CHALLENGE:
Arrange the stretch of lines from the one containing "Field report states that the wooden" through the one containing "[[83, 308, 302, 572], [0, 289, 50, 552]]" as a two-column CSV with the headers text and answer. Each pair of lines becomes one row, and each value goes in a single quoted field with any line breaks turned into spaces.

DATA RECORDS:

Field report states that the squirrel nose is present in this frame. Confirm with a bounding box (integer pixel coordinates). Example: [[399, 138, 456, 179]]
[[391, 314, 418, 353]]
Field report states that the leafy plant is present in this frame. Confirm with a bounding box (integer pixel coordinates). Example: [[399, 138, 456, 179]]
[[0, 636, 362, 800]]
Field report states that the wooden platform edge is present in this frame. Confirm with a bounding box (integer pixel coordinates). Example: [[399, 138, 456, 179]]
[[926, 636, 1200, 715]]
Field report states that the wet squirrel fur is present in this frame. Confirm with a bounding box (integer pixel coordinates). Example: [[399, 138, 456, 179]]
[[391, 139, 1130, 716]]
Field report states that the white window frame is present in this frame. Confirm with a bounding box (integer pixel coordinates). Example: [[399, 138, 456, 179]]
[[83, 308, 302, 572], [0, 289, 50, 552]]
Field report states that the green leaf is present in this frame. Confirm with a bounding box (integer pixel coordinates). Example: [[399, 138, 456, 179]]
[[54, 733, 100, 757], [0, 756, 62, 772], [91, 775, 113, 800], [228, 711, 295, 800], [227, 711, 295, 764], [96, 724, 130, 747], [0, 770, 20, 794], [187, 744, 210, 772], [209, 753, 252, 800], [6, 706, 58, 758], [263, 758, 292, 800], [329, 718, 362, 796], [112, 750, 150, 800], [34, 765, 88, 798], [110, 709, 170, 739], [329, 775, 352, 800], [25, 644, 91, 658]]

* * *

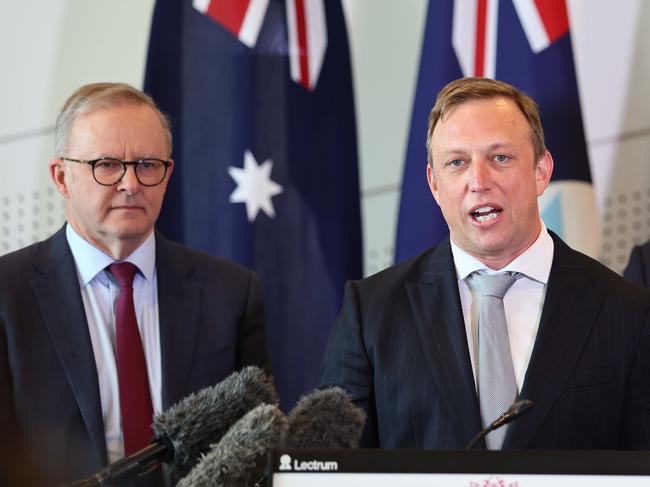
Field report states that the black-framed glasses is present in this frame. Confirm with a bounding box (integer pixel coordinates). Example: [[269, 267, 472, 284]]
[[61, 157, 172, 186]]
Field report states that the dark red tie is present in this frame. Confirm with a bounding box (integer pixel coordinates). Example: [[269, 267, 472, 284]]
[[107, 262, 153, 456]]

SOLUTION TO THIS PROBLEM:
text,answer
"Field report states that the wooden platform edge is present in this frame. Confirm with a bounding box (integer pixel coordinates). Example: [[399, 138, 456, 179]]","[[926, 636, 1200, 715]]"
"Field report states that the wet squirrel fur is present in this frame. Confirm with a bounding box (integer pixel coordinates). Example: [[399, 138, 456, 179]]","[[391, 139, 1130, 716]]"
"Field report states that the white window frame is present in this frame. Confirm with a bounding box (integer pixel coordinates). Example: [[399, 138, 456, 179]]","[[83, 308, 302, 572], [0, 289, 50, 552]]"